### Brief
Can you repeat every item below word for word, leaving out the pictures?
======== Input data
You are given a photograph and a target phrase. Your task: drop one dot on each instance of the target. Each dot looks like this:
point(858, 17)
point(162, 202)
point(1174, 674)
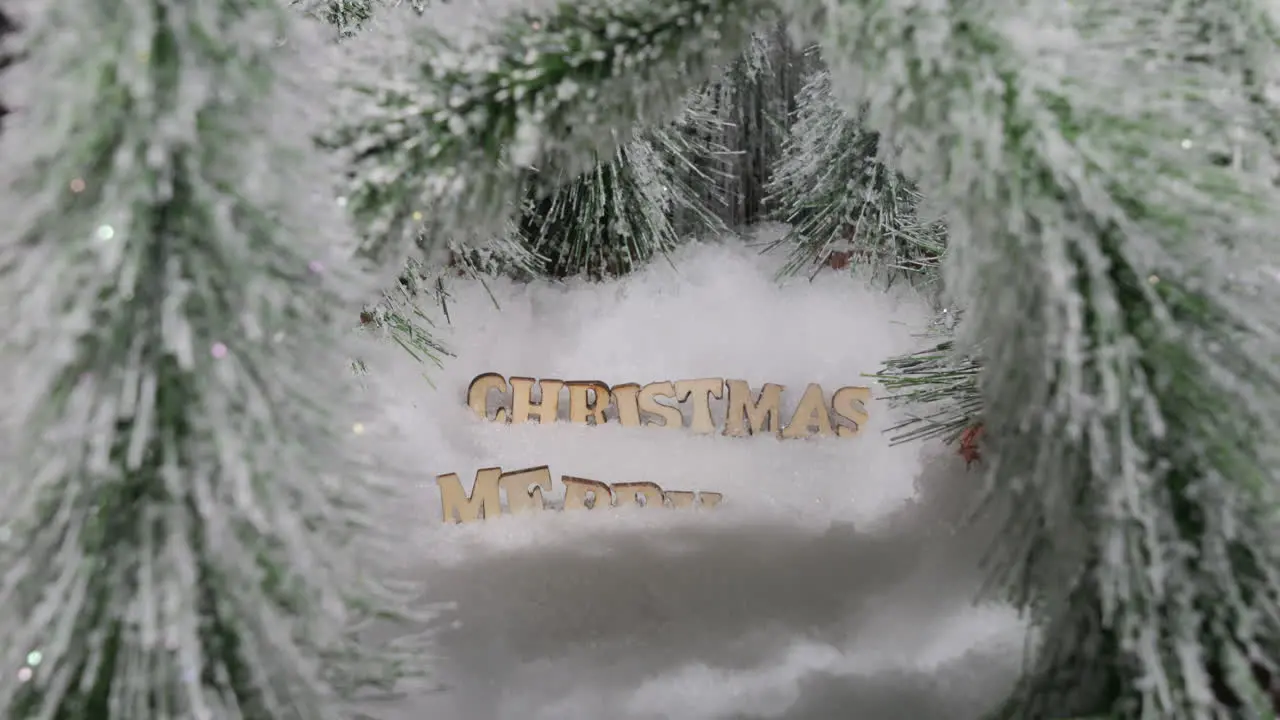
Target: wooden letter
point(478, 395)
point(764, 413)
point(850, 405)
point(522, 400)
point(810, 413)
point(670, 415)
point(625, 397)
point(645, 495)
point(709, 499)
point(577, 491)
point(484, 501)
point(702, 391)
point(525, 488)
point(588, 401)
point(680, 497)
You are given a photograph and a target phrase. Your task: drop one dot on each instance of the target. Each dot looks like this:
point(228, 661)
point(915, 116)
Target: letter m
point(458, 507)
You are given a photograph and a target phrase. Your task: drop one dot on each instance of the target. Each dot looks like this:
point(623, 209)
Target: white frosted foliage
point(187, 514)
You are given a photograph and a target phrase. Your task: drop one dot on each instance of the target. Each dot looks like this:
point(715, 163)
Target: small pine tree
point(837, 196)
point(622, 213)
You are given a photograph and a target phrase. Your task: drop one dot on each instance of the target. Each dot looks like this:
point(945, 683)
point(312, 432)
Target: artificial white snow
point(828, 583)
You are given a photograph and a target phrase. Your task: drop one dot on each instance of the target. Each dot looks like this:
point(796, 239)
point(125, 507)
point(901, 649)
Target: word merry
point(525, 493)
point(593, 402)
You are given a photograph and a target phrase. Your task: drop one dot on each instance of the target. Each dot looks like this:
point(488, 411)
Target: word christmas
================
### Response for this exercise
You are given a photograph and a target phrase. Your task: drop one dot on each instance of the target. Each dot looks like this:
point(858, 17)
point(162, 202)
point(1174, 674)
Target: wooden letter
point(478, 395)
point(764, 413)
point(850, 405)
point(522, 400)
point(810, 413)
point(670, 415)
point(625, 397)
point(645, 495)
point(709, 499)
point(577, 491)
point(484, 501)
point(702, 391)
point(525, 488)
point(588, 401)
point(680, 497)
You are given a photograph and a target phrase. Your task: drop one dot on each instance of the target. Each dot looks like this:
point(228, 661)
point(915, 116)
Target: letter m
point(458, 507)
You are given a photograph and a target phrase. Your task: drop one dot on each instance of the target. Each dot looks like this:
point(623, 209)
Target: white frosted foliage
point(187, 514)
You are given a photograph and a target phrase. Your task: drop one dot on each instance of the target. Each dot looks like this:
point(715, 163)
Target: small pine tree
point(837, 196)
point(622, 213)
You are given a photograph and a target phrase. Your task: drop one dot on each instance of the target. Each dot looks like this:
point(945, 683)
point(312, 432)
Target: artificial white snow
point(828, 583)
You are given a photograph and a target phrase. Your task: drop one dot on each instance of the target. Each dot looks like this:
point(796, 239)
point(125, 507)
point(901, 649)
Target: word merry
point(525, 493)
point(593, 402)
You are given a photograph and a target phrase. Your task: drop one dot on each instance of the target. Each dot looks like this:
point(488, 411)
Target: word christmas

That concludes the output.